▶ [Exercise objective]:
Reproduce all of the data below line for line, without changing anything, but leave out the pictures.
>> BEGIN
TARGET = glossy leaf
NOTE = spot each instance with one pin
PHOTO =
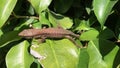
(40, 5)
(59, 20)
(102, 9)
(56, 54)
(8, 37)
(89, 35)
(61, 6)
(100, 49)
(83, 58)
(6, 7)
(43, 18)
(106, 34)
(95, 60)
(108, 50)
(18, 56)
(82, 25)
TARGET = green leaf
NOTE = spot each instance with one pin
(40, 5)
(61, 6)
(109, 51)
(106, 49)
(59, 20)
(1, 33)
(106, 34)
(82, 25)
(95, 57)
(6, 8)
(110, 57)
(83, 58)
(18, 56)
(43, 18)
(89, 35)
(102, 9)
(8, 38)
(56, 54)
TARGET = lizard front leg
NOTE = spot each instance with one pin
(71, 39)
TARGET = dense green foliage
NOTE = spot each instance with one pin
(97, 22)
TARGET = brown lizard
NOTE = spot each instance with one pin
(48, 33)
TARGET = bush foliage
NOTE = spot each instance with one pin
(97, 22)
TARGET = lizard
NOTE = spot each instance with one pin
(48, 33)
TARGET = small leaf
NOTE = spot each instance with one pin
(40, 5)
(61, 6)
(83, 58)
(95, 58)
(6, 8)
(43, 18)
(106, 34)
(59, 20)
(83, 25)
(18, 56)
(102, 9)
(56, 54)
(89, 35)
(107, 49)
(8, 37)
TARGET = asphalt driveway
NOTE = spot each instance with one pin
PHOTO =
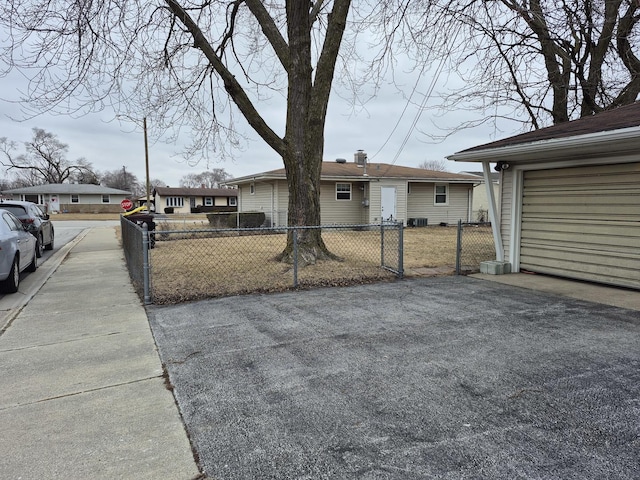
(450, 377)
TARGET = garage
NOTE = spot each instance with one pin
(583, 223)
(569, 200)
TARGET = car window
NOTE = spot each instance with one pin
(35, 211)
(12, 222)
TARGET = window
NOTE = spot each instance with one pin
(343, 191)
(441, 195)
(175, 201)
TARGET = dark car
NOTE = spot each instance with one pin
(35, 220)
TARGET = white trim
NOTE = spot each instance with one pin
(435, 194)
(493, 212)
(516, 218)
(544, 148)
(350, 192)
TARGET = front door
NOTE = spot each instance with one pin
(388, 204)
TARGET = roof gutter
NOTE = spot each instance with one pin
(600, 142)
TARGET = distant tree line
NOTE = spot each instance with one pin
(44, 161)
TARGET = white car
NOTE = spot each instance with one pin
(17, 251)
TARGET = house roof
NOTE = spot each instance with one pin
(612, 131)
(352, 171)
(196, 192)
(67, 188)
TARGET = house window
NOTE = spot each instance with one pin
(175, 202)
(441, 195)
(343, 191)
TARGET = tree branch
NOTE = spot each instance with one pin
(233, 88)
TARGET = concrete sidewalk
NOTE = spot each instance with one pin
(83, 393)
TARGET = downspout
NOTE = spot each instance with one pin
(493, 212)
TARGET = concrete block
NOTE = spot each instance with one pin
(495, 267)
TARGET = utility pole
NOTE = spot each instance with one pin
(124, 177)
(146, 162)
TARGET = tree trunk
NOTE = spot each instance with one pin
(304, 141)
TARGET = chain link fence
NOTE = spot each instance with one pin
(194, 263)
(474, 245)
(135, 253)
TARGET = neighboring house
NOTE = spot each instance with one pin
(72, 197)
(570, 197)
(480, 197)
(362, 193)
(191, 200)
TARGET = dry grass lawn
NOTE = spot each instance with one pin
(195, 268)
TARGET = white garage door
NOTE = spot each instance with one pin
(583, 223)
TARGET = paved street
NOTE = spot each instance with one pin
(433, 378)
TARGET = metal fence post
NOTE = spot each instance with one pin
(295, 257)
(145, 263)
(458, 247)
(400, 250)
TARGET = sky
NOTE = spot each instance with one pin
(110, 145)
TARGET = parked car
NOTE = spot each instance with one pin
(17, 251)
(37, 222)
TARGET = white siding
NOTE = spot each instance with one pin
(401, 199)
(260, 201)
(346, 212)
(583, 222)
(506, 196)
(421, 204)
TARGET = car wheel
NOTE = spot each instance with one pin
(39, 246)
(49, 246)
(33, 266)
(13, 280)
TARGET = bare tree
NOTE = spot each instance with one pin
(209, 179)
(537, 62)
(179, 61)
(435, 165)
(44, 161)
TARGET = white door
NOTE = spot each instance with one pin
(388, 204)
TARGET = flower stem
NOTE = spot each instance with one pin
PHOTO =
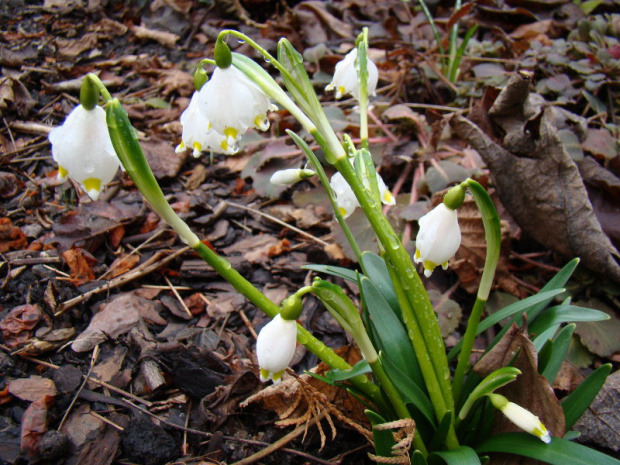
(492, 233)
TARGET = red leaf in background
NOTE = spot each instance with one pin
(34, 425)
(18, 325)
(11, 237)
(79, 264)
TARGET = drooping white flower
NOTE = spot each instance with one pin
(275, 348)
(232, 103)
(198, 134)
(290, 176)
(83, 150)
(345, 76)
(521, 417)
(439, 237)
(345, 198)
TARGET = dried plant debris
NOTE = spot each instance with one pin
(537, 181)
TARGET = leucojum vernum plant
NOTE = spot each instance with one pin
(407, 376)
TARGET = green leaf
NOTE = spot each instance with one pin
(377, 272)
(580, 399)
(384, 439)
(462, 455)
(390, 331)
(563, 314)
(558, 452)
(410, 391)
(518, 308)
(338, 271)
(558, 354)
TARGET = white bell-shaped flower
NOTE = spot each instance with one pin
(290, 176)
(346, 200)
(232, 103)
(439, 237)
(198, 134)
(521, 417)
(345, 78)
(275, 348)
(83, 150)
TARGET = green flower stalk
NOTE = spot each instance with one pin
(492, 231)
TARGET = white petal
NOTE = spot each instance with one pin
(275, 345)
(82, 146)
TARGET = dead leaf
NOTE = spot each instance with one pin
(32, 388)
(11, 237)
(34, 425)
(531, 390)
(600, 424)
(116, 318)
(539, 184)
(18, 325)
(79, 262)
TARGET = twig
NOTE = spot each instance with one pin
(93, 360)
(280, 222)
(155, 262)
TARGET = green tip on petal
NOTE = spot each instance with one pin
(222, 54)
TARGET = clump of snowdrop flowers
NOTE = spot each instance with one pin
(290, 176)
(83, 150)
(521, 417)
(345, 78)
(276, 342)
(439, 236)
(346, 200)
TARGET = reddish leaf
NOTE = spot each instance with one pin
(79, 264)
(17, 326)
(11, 237)
(34, 425)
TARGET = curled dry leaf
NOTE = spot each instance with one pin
(18, 325)
(538, 182)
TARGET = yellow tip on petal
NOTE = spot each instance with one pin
(93, 187)
(63, 174)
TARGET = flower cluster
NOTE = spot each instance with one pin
(83, 150)
(222, 111)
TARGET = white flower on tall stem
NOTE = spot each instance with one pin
(345, 78)
(275, 348)
(197, 133)
(83, 150)
(521, 417)
(232, 103)
(345, 198)
(439, 237)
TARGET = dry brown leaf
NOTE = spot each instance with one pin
(79, 261)
(165, 38)
(531, 390)
(32, 388)
(11, 237)
(538, 182)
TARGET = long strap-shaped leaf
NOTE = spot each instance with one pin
(558, 452)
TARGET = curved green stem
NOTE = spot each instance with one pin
(492, 232)
(318, 168)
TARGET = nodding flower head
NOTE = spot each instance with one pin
(275, 348)
(232, 103)
(83, 150)
(346, 80)
(439, 237)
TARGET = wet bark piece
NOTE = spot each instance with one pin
(541, 186)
>> END
▶ [Expected answer]:
TARGET = glossy leaf
NOTE = spot each instance with one pin
PHOTO =
(40, 5)
(59, 20)
(102, 9)
(56, 54)
(8, 37)
(89, 35)
(61, 6)
(100, 49)
(83, 58)
(6, 7)
(43, 18)
(106, 34)
(95, 60)
(108, 50)
(18, 56)
(82, 25)
TARGET = green leaf
NOTE = spot each instance with one pin
(40, 5)
(61, 6)
(109, 51)
(106, 49)
(59, 20)
(1, 33)
(106, 34)
(82, 25)
(95, 57)
(6, 8)
(110, 57)
(83, 58)
(18, 56)
(43, 18)
(89, 35)
(102, 9)
(8, 38)
(56, 54)
TARGET = lizard front leg
NOTE = spot each instance with one pin
(71, 39)
TARGET = dense green foliage
NOTE = spot each instance with one pin
(97, 22)
TARGET = brown lizard
NOTE = spot each instance with one pin
(48, 33)
TARGET = bush foliage
NOTE = spot each instance with one pin
(97, 22)
TARGET = lizard
NOTE = spot each instance with one pin
(48, 33)
TARGET = small leaf
NOTE = spot each instance with one pin
(40, 5)
(61, 6)
(83, 58)
(95, 58)
(6, 8)
(43, 18)
(106, 34)
(59, 20)
(83, 25)
(18, 56)
(102, 9)
(56, 54)
(89, 35)
(107, 49)
(8, 37)
TARGET = asphalt driveway
NOTE = spot each instance with one pin
PHOTO =
(450, 377)
TARGET = garage
NOTE = spot each instance with one pin
(583, 223)
(569, 200)
TARGET = car window
NOTE = spot each instance with one pin
(35, 211)
(12, 222)
TARGET = window
NOTE = spot each instance with one pin
(343, 191)
(441, 195)
(175, 201)
TARGET = dark car
NOTE = spot each instance with one pin
(35, 220)
TARGET = white trim
NOTE = spot each instance with one pin
(435, 194)
(493, 212)
(516, 218)
(544, 148)
(350, 192)
TARGET = front door
NOTE = spot each instance with one pin
(388, 204)
TARGET = roof gutter
NOTE = spot each instance with one pin
(600, 142)
TARGET = distant tree line
NOTE = spot each instance with one pin
(44, 161)
TARGET = white car
NOTE = spot each instance with one pin
(17, 251)
TARGET = house roof
NOTE = spot each instance with one pin
(612, 131)
(352, 171)
(196, 192)
(67, 188)
TARGET = house window
NOTE = spot each instance with one pin
(175, 202)
(441, 195)
(343, 191)
TARGET = tree branch
NOTE = spot each instance with one pin
(233, 88)
TARGET = concrete sidewalk
NOTE = spot each instance with one pin
(83, 393)
TARGET = downspout
NOTE = spot each instance with one pin
(493, 212)
TARGET = concrete block
NOTE = spot each instance with one pin
(495, 267)
TARGET = utility pole
NOTE = spot each instance with one pin
(124, 177)
(146, 162)
TARGET = tree trunk
NOTE = spot each instance with one pin
(304, 141)
TARGET = chain link fence
NOTE = spot each instance with one pin
(194, 263)
(474, 245)
(135, 253)
TARGET = neighboring house
NOTE = spot each instance with one pin
(72, 197)
(570, 197)
(480, 197)
(362, 193)
(191, 200)
TARGET = dry grass lawn
NOTE = spot each instance with one pin
(195, 268)
TARGET = white garage door
NOTE = spot each instance with one pin
(583, 223)
TARGET = paved street
NOTE = spot each instance with one pin
(433, 378)
TARGET = metal fence post
NOTE = spot each instance with one pin
(295, 257)
(145, 263)
(458, 247)
(400, 250)
TARGET = sky
NOTE = spot each instance with one pin
(110, 145)
TARGET = parked car
NOTE = spot each instance with one pin
(17, 251)
(37, 222)
TARGET = white siding
NOTE = spot each instance with one pin
(401, 199)
(260, 201)
(346, 212)
(583, 222)
(506, 196)
(421, 204)
TARGET = car wheel
NOTE = spot each instance with one pin
(39, 246)
(49, 246)
(33, 266)
(13, 280)
TARGET = bare tree
NOTE = spot each instance with one pin
(209, 179)
(537, 62)
(179, 61)
(435, 165)
(44, 161)
TARGET = white door
NOTE = spot each instance with one pin
(388, 204)
TARGET = flower stem
NOTE = spot each instance with one pin
PHOTO =
(492, 233)
TARGET = red leaf in background
NOTE = spot each instance with one pin
(34, 425)
(18, 325)
(11, 237)
(79, 264)
TARGET = drooping white flower
NOTE = spot each instance with one pin
(275, 348)
(232, 103)
(198, 134)
(290, 176)
(83, 150)
(345, 76)
(521, 417)
(439, 237)
(345, 198)
TARGET = dried plant debris
NOTE = spot each instance with one pin
(537, 181)
TARGET = leucojum vernum plant
NOTE = spot each instance with one pin
(407, 376)
TARGET = green leaf
NOTE = spot each instance with one pin
(377, 272)
(580, 399)
(384, 439)
(462, 455)
(390, 331)
(563, 314)
(558, 452)
(410, 391)
(518, 308)
(338, 271)
(558, 354)
TARGET = white bell-shaped flower
NOTE = spot each instance with one pin
(290, 176)
(346, 200)
(232, 103)
(439, 237)
(198, 134)
(521, 417)
(345, 78)
(275, 348)
(83, 150)
TARGET = green flower stalk
NOTE = spot each instance with one pin
(492, 231)
TARGET = white petal
NOTE = spot each instance with one pin
(275, 345)
(82, 146)
TARGET = dead leaf
NOTE = spot each instance with one pin
(32, 388)
(11, 237)
(34, 425)
(531, 390)
(600, 424)
(116, 318)
(539, 184)
(18, 325)
(79, 262)
TARGET = twig
NOTE = spot each instance with one pin
(93, 360)
(280, 222)
(155, 262)
TARGET = green tip on petal
NOTE = spot each instance with one pin
(222, 54)
TARGET = clump of snowdrop flowers
NOTE = spot each instance with one pin
(290, 176)
(83, 150)
(521, 417)
(345, 78)
(276, 342)
(439, 236)
(346, 200)
TARGET = reddish leaf
NOTE = spot each instance with one pin
(79, 264)
(17, 326)
(11, 237)
(34, 425)
TARGET = curled dry leaf
NOTE = spot each instance with one pin
(18, 325)
(538, 182)
TARGET = yellow tip on petal
NOTE = spot each instance with one pin
(93, 187)
(63, 174)
TARGET = flower cluster
NOTE = spot each instance with one pin
(83, 150)
(222, 111)
TARGET = white flower on tall stem
NOTE = spot each instance with one pin
(345, 78)
(275, 348)
(197, 133)
(83, 150)
(521, 417)
(232, 103)
(345, 198)
(439, 237)
TARGET = dry brown leaf
NOTE = spot each instance with one pin
(79, 261)
(165, 38)
(531, 390)
(32, 388)
(11, 237)
(538, 182)
TARGET = long strap-shaped leaf
NOTE = spot each instance with one pin
(558, 452)
TARGET = curved green stem
NOTE = spot each instance with one pin
(492, 232)
(318, 168)
TARGET = nodding flower head
NOTE = spot each instance with one pin
(275, 348)
(232, 103)
(83, 150)
(346, 80)
(439, 237)
TARGET = wet bark piece
NOTE = spot each instance with one pin
(541, 186)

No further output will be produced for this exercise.